Excerpts from a detection dataset:

=====

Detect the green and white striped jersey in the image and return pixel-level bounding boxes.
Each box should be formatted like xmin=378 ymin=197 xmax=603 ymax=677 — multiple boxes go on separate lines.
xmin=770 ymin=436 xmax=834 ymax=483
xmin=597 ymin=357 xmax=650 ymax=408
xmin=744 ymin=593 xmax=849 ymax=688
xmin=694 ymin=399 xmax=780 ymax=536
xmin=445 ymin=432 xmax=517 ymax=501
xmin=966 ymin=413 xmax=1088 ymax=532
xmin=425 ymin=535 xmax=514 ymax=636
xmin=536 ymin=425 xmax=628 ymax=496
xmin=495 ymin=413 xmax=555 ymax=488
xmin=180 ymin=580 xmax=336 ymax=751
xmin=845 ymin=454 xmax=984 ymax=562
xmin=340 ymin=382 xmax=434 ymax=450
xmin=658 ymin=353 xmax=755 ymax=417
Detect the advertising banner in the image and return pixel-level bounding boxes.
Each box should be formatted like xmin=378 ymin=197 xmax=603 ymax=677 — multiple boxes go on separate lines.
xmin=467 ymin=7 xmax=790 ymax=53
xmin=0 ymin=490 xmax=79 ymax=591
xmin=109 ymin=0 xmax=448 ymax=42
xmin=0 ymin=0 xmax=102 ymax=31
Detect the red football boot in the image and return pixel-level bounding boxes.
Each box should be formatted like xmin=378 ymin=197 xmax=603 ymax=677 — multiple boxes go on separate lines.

=====

Work to do
Which lines of the material contain the word "image"? Copy each of them, treating the match as case-sensitive.

Worked solution
Detect the green and white striped jersey in the image and return pixel-level bounding boxes.
Detect the advertising banner in the image and return pixel-level bounding boxes.
Detect the red football boot in the image and return pixel-level bounding boxes.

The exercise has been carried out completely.